• GIVEN TEXT:
::::

Local 376 hangs up on DOT cell phone ban

The impartial Board of Collective Bargaining sided with DC 37 and ordered the Dept. of Transportation to rescind its 2005 policy banning field employees from using cell phones.

The board ruled that the unilateral policy violated the citywide collective bargaining agreement and DOT’s legal duty to negotiate such changes in working conditions.

“DOT has an obligation to bargain over these issues and we have, once again, been successful in establishing that,” said Tom Kattou, secretary-treasurer of Local 376 and Blue Collar Division grievance rep.

DC 37 and Local 376 filed improper practice charges in July 2005 after DOT issued its new policy requiring road repair crewmembers to “keep cell phones off at all times during working hours, and limit personal cell phone use to off-duty and authorized break times.” The agency threatened to discipline violators.

The policy affected Highway Repairers in Local 376, Assistant HRs in Local 983 and Motor Grader Operators and Gas Roller Engineers in other unions.

In the past, the field employees were permitted to use personal cell phones in emergencies. A longstanding DOT practice encouraged Supervisors to rely on workers’ personal cell phones
because the agency does not have enough radios, said Local 376 President Gene DeMartino in an affidavit.

Management argued that workers who use cell phones while operating heavy equipment pose a safety hazard, but failed to offer evidence of its claim.

::::

Point localization data:

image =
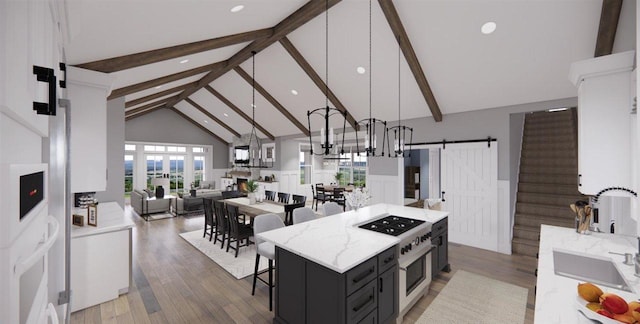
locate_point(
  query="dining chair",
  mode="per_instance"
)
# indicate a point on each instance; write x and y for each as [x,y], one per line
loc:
[270,195]
[299,198]
[331,208]
[288,212]
[209,218]
[263,223]
[304,214]
[283,197]
[321,195]
[338,197]
[238,231]
[221,221]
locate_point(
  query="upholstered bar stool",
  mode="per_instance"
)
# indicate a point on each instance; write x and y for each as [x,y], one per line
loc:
[263,223]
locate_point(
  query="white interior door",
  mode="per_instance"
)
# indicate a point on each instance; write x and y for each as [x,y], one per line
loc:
[470,191]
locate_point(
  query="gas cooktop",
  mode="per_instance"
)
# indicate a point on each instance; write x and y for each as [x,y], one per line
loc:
[392,225]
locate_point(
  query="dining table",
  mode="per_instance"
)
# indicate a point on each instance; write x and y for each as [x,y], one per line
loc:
[258,208]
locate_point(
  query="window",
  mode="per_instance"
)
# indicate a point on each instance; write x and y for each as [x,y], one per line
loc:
[176,173]
[359,170]
[176,149]
[154,168]
[305,164]
[198,169]
[154,148]
[128,173]
[344,169]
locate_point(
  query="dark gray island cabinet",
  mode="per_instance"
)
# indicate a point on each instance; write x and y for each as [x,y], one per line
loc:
[440,253]
[307,292]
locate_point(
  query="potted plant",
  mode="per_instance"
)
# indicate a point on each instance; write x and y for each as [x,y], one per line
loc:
[252,188]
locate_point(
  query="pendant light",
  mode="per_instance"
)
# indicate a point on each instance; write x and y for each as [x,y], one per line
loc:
[328,145]
[255,145]
[400,131]
[371,125]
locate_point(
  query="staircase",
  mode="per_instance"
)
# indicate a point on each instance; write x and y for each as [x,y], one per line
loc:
[548,177]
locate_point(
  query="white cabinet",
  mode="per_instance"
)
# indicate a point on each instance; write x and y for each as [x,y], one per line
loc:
[88,91]
[225,182]
[604,122]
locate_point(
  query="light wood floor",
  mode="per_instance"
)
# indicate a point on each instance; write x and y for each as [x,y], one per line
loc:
[175,283]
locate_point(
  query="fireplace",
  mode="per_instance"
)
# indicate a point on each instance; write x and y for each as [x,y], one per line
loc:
[242,185]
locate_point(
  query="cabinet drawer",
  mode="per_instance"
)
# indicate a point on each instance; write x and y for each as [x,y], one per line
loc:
[361,303]
[439,227]
[387,259]
[361,275]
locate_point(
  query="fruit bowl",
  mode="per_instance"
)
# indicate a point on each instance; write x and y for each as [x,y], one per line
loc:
[581,305]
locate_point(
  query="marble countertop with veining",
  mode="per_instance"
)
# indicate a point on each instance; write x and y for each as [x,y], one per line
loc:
[337,243]
[556,296]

::::

Carry the article on the DOT cell phone ban forward from its final sentence.

Under the new policy, workers’ family calls were relayed over the Nextel phones DOT provides for Supervisors. Service was faulty at best, said DeMartino. Important messages were subject to error or just missed. Sometimes no one is in a dispatcher’s office to answer calls.

Third- and fourth-party message relay intrudes on privacy, and compromises sensitive issues, former DC 37 lawyer Fausto Zapata also argued.

The new policy also failed to provide a means for a crewmember to get in touch with a family member should an emergency arise.

DC 37 argued that use of personal cell phones has been a “significant benefit to employees in the field” as the only means of fast and convenient communications. The BCB agreed that the policy interfered with employees’ rights. The board ruled that cell phone use is a mandatory subject of bargaining and ordered DOT to “rescind, cease and desist” use of the policy.

“This case confirms that DOT, like all other city agencies, cannot issue unilateral policies or change employment conditions without negotiating with the union first,” said DC 37 attorney Robin Roach.